• [RECORDS FOR PROCESSING]
****

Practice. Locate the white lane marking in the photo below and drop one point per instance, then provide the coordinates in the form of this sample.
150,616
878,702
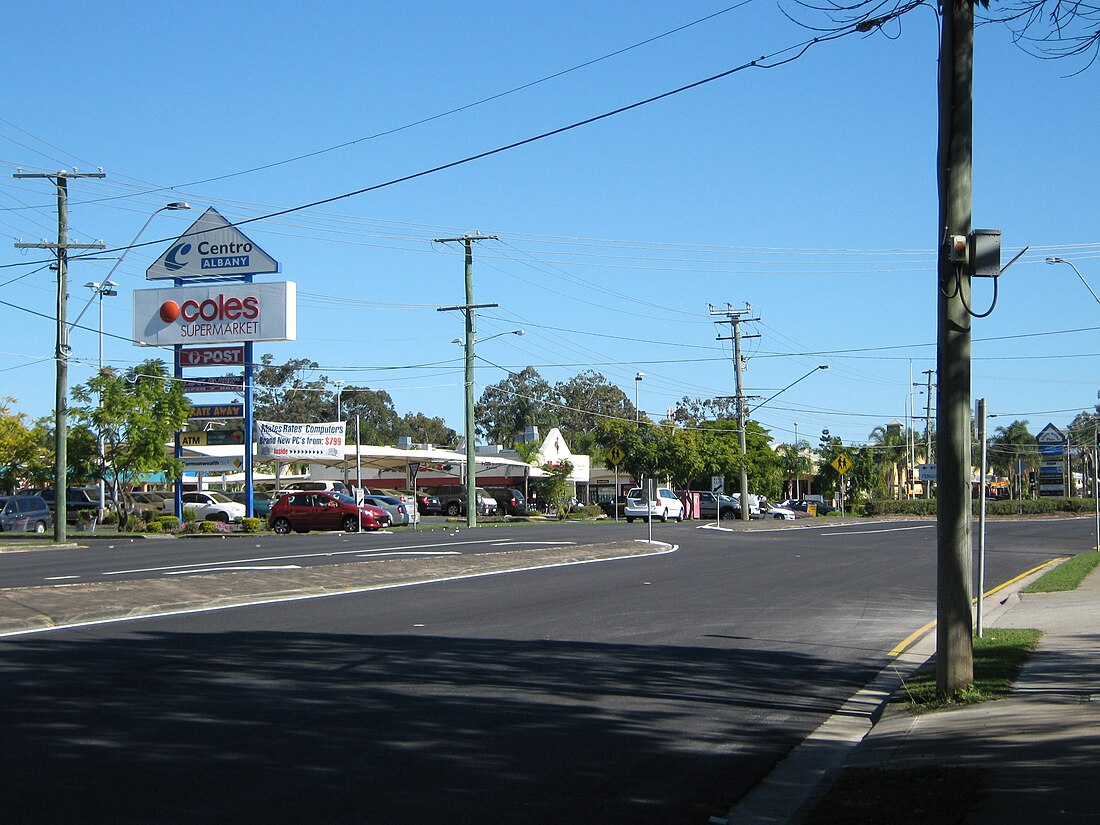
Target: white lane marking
262,602
221,570
290,557
891,529
375,554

****

• [EXERCISE REQUIREMENTS]
List each line in the entries above that contains the word "white", matching case.

• [REPLY TO THE TASK]
Practice. Locate the white lane marking in the photo below and drop one point per instance, then provide the coordinates in the form of this sample.
Target: white lane marking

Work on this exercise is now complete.